Count the lines in the listing below that contain the string "shirt" with matching case, and reply with only the number.

Data rows:
[Begin]
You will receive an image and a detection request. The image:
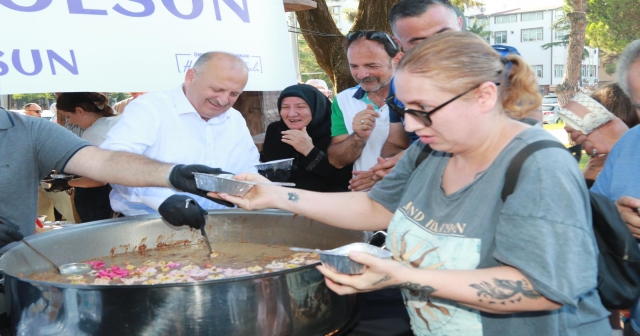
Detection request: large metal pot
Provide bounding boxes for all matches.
[0,210,370,336]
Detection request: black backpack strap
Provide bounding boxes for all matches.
[502,140,566,202]
[416,145,433,168]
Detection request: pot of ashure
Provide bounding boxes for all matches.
[0,210,371,336]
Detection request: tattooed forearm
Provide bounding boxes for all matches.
[470,278,542,305]
[373,275,391,286]
[289,193,300,203]
[386,282,436,296]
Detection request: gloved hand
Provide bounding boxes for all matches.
[158,194,207,230]
[44,179,73,192]
[169,165,235,207]
[0,221,24,248]
[258,168,291,182]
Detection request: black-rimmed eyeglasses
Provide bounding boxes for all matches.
[347,30,398,50]
[385,83,500,126]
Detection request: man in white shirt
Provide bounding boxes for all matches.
[100,52,259,217]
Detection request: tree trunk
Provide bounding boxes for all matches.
[556,0,587,106]
[296,0,400,92]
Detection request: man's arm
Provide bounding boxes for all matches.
[64,146,173,187]
[380,122,410,158]
[327,133,367,169]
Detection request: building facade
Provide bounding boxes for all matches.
[465,6,599,94]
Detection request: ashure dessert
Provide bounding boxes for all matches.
[30,243,320,286]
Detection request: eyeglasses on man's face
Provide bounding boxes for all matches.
[347,30,398,50]
[385,83,500,126]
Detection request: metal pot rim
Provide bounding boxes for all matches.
[0,209,320,289]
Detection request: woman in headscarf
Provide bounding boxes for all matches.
[260,84,352,192]
[216,32,611,336]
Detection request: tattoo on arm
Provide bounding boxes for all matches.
[373,275,391,286]
[386,282,437,296]
[469,278,542,305]
[289,193,300,203]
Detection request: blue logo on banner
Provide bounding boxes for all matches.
[0,49,79,76]
[175,52,262,73]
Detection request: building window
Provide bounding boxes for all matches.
[495,31,507,44]
[496,14,518,23]
[522,28,542,42]
[520,12,542,21]
[331,6,341,24]
[531,65,543,78]
[580,64,596,77]
[553,64,564,78]
[556,30,569,41]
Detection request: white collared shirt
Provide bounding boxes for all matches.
[100,86,259,216]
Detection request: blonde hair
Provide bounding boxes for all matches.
[398,31,542,118]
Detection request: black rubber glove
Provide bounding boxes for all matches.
[158,195,207,230]
[0,221,24,248]
[258,169,291,182]
[44,179,72,192]
[169,165,235,207]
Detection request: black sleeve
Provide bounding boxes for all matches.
[30,119,90,178]
[298,147,339,177]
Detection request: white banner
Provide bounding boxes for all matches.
[0,0,296,94]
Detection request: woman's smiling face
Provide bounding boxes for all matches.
[280,97,313,130]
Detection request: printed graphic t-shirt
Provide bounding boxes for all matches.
[369,127,611,335]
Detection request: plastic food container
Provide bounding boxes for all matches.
[291,243,393,274]
[255,159,293,170]
[193,173,255,196]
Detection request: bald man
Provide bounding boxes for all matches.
[100,52,259,217]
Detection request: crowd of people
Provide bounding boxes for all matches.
[0,0,640,335]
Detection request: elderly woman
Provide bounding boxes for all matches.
[260,84,351,192]
[215,32,611,335]
[56,92,119,223]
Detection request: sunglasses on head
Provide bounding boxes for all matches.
[347,30,398,50]
[385,83,500,126]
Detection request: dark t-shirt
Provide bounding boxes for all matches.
[369,127,611,336]
[0,108,89,236]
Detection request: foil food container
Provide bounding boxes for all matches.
[255,159,294,170]
[193,173,255,196]
[317,243,393,274]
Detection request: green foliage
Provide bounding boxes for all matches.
[604,62,618,76]
[11,92,56,109]
[298,35,333,90]
[342,8,358,22]
[586,0,640,53]
[467,17,491,41]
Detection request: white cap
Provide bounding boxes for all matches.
[305,79,329,91]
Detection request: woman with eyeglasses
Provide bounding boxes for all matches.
[210,32,611,335]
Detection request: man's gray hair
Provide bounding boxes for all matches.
[193,51,249,72]
[616,40,640,99]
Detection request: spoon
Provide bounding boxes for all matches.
[20,239,91,275]
[200,226,213,255]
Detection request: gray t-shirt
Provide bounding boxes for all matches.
[369,127,611,336]
[0,108,89,236]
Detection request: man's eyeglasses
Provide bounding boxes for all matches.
[347,30,398,50]
[385,83,500,126]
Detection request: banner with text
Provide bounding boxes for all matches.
[0,0,296,94]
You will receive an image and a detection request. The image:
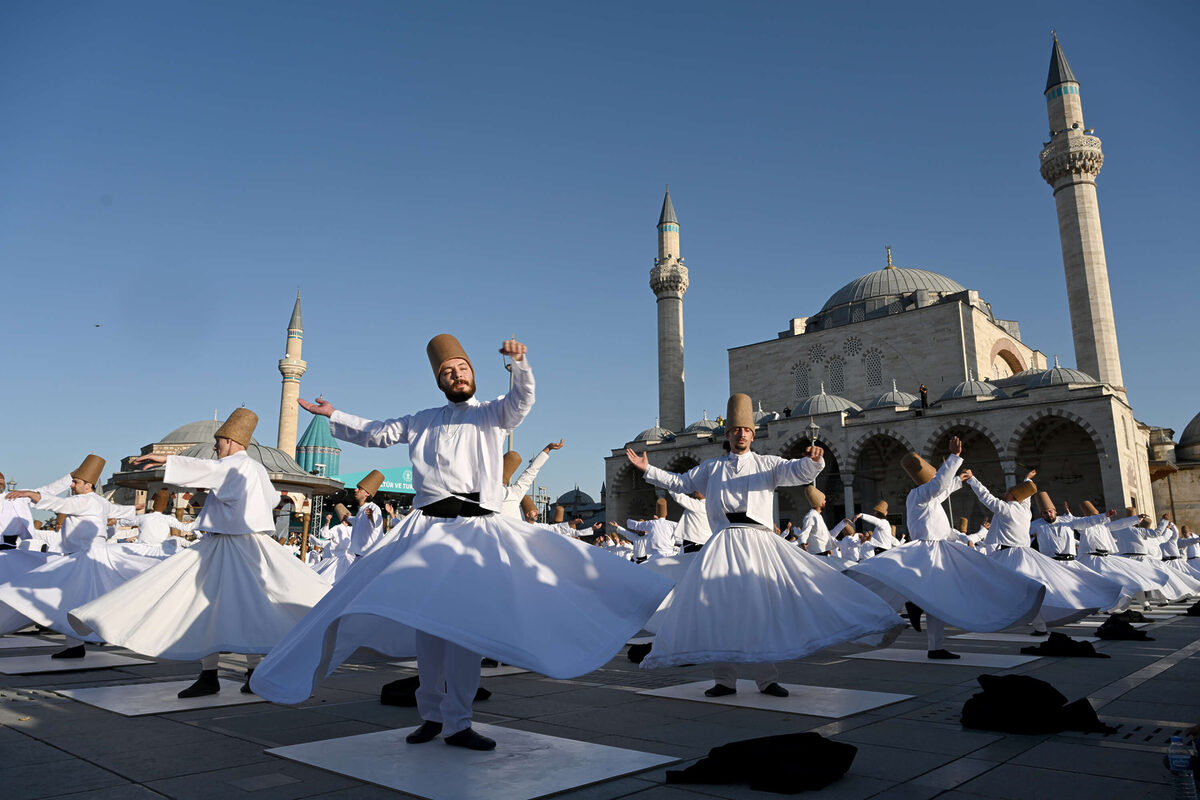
[End]
Expected output: 5